▶ Your instructions
Reproduce the data below line for line, without altering a single character.

▶ Data listing
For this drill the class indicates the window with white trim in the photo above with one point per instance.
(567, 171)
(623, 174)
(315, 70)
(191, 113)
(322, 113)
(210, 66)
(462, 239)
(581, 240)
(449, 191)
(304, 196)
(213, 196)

▶ Reply
For this drill the class indicates the window with white trim in the photo above with one point per instance.
(567, 171)
(623, 174)
(315, 70)
(191, 113)
(322, 113)
(210, 66)
(462, 239)
(581, 240)
(449, 191)
(304, 196)
(213, 196)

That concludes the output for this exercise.